[Segmentation dataset excerpts]
------------------------------------------------
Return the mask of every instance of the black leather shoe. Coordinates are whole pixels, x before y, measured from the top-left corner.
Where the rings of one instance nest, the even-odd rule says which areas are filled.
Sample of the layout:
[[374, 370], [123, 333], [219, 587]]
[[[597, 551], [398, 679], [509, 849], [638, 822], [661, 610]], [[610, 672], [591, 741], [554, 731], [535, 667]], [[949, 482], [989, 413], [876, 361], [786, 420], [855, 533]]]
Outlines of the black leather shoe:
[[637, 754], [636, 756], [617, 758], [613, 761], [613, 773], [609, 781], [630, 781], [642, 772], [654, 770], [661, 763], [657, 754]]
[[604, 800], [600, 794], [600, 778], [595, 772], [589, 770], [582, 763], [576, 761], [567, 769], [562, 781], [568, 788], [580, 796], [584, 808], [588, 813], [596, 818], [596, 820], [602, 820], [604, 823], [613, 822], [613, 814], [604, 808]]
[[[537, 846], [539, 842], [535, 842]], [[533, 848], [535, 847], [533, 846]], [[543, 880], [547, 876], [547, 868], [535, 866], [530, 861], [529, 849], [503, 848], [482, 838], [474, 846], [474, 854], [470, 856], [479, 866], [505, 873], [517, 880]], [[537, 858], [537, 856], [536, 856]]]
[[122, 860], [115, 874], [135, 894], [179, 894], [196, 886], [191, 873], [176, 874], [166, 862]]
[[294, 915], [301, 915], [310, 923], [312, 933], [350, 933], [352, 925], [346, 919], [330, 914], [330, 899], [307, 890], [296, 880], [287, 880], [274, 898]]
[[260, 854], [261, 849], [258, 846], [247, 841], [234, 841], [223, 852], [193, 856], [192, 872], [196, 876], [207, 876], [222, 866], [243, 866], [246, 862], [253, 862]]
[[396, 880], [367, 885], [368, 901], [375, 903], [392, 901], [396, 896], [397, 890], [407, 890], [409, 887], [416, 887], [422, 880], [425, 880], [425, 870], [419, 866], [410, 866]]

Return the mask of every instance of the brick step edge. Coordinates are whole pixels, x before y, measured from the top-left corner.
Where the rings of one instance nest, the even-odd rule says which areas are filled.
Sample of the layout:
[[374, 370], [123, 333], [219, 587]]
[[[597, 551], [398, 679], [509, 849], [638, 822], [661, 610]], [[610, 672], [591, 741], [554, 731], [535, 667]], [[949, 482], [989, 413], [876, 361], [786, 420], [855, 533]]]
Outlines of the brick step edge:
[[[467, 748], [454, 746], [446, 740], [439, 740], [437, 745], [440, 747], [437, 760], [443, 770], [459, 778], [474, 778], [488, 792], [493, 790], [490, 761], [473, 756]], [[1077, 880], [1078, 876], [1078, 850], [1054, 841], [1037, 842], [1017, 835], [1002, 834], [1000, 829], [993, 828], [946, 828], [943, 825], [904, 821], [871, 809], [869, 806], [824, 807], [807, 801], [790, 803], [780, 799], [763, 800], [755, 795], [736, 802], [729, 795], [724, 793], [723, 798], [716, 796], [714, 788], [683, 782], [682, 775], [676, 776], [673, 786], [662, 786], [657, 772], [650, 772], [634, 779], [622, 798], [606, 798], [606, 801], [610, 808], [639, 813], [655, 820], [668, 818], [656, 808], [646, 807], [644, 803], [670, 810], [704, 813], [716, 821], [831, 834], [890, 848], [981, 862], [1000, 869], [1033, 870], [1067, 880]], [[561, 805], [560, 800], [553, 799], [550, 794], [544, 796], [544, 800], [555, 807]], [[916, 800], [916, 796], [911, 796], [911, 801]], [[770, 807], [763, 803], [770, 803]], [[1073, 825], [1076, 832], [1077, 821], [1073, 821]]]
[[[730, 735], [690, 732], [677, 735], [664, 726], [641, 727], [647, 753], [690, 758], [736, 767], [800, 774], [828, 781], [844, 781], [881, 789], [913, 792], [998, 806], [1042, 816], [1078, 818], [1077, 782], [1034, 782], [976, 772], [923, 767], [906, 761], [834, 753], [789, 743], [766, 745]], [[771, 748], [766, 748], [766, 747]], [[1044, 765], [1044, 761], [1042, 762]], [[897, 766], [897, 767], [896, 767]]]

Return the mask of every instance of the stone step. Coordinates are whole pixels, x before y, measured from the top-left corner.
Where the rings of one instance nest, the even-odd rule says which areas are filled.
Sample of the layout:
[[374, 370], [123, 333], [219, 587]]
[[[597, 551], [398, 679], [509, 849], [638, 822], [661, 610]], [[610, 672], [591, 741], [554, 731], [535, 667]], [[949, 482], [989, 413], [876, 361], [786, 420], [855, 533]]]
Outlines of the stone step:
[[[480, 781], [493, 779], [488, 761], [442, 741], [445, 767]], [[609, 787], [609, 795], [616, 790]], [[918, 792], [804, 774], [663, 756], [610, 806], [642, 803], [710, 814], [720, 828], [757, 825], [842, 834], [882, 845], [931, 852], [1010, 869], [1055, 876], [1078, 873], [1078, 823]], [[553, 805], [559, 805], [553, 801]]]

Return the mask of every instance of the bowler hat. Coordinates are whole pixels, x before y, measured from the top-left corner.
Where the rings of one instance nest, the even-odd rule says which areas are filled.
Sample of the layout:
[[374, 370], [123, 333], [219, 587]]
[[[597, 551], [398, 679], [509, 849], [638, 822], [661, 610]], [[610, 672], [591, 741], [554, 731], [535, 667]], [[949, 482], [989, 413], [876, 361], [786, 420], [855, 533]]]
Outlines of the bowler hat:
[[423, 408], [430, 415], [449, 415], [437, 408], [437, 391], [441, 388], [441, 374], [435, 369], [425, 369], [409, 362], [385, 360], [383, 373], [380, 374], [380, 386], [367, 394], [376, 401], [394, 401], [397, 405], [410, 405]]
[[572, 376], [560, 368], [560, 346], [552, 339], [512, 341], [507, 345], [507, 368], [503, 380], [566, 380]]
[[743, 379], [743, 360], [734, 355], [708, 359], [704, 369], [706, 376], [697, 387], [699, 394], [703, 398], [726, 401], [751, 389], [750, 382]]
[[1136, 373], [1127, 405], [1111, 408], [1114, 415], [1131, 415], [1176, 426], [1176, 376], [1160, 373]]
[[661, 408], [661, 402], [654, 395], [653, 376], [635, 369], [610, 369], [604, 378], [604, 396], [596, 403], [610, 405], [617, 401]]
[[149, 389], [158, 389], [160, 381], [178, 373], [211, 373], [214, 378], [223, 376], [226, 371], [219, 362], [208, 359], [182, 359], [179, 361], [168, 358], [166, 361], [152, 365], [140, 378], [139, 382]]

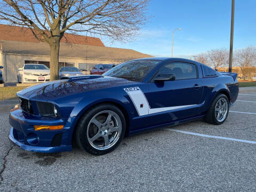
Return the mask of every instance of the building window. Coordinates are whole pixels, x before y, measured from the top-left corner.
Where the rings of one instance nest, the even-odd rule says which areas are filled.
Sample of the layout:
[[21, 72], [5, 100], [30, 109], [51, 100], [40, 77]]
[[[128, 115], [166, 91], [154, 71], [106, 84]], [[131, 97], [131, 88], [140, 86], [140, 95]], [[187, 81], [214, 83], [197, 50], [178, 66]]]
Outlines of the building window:
[[89, 71], [94, 67], [97, 63], [79, 63], [78, 69], [83, 71]]
[[29, 61], [29, 60], [25, 60], [25, 64], [38, 64], [38, 61]]
[[74, 67], [75, 66], [75, 63], [65, 62], [65, 67]]

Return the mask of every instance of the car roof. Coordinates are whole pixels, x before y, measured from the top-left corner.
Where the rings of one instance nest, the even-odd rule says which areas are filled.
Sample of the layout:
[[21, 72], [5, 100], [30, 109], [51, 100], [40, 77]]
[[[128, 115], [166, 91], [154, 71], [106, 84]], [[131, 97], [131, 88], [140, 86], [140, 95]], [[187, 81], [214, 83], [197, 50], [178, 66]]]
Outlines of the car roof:
[[44, 64], [37, 64], [37, 63], [26, 63], [26, 64], [24, 64], [24, 65], [44, 65], [45, 66], [45, 65], [44, 65]]
[[158, 60], [162, 61], [184, 61], [184, 62], [189, 62], [195, 63], [198, 62], [187, 59], [183, 58], [169, 58], [169, 57], [153, 57], [153, 58], [141, 58], [138, 59], [134, 59], [134, 60]]
[[70, 67], [77, 68], [77, 67], [61, 67], [60, 68], [61, 69], [62, 68], [70, 68]]

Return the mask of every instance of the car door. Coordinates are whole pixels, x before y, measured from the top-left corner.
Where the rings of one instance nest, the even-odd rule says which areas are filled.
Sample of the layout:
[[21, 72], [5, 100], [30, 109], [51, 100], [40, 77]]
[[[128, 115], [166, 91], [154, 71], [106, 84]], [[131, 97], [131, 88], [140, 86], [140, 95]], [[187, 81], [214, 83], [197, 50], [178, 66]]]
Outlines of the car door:
[[[174, 81], [155, 82], [161, 74], [173, 74]], [[192, 63], [171, 62], [164, 65], [148, 83], [145, 93], [149, 114], [156, 124], [168, 123], [196, 116], [202, 105], [203, 86], [197, 66]]]

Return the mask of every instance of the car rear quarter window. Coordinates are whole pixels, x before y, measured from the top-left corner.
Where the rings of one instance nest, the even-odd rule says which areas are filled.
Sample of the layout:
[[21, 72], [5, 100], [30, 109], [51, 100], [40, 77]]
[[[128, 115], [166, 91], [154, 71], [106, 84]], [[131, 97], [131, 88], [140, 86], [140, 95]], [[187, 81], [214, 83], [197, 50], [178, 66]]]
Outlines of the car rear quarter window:
[[197, 78], [196, 66], [186, 62], [171, 62], [160, 68], [158, 73], [170, 73], [175, 75], [175, 80], [188, 79]]
[[212, 69], [211, 67], [204, 65], [202, 65], [202, 67], [204, 72], [204, 77], [213, 77], [218, 76], [219, 73], [214, 69]]

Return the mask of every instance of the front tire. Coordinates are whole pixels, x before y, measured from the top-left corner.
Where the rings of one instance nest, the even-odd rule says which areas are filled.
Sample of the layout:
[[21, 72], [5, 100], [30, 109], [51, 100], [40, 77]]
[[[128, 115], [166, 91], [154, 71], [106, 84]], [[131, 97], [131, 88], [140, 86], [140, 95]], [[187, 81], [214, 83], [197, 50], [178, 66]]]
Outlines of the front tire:
[[220, 94], [212, 101], [205, 120], [213, 125], [220, 125], [226, 119], [229, 109], [228, 99], [223, 94]]
[[125, 119], [118, 107], [111, 104], [98, 105], [81, 117], [75, 139], [81, 149], [93, 155], [103, 155], [119, 145], [125, 128]]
------------------------------------------------
**TASK STATEMENT**
Copy out every line of the records that contains the word "stone", matching case exactly.

**WRITTEN RESPONSE**
Return the mask of every instance of the stone step. Coordinates are whole pixels, x before y, measured from the top-left corner.
Outlines of the stone step:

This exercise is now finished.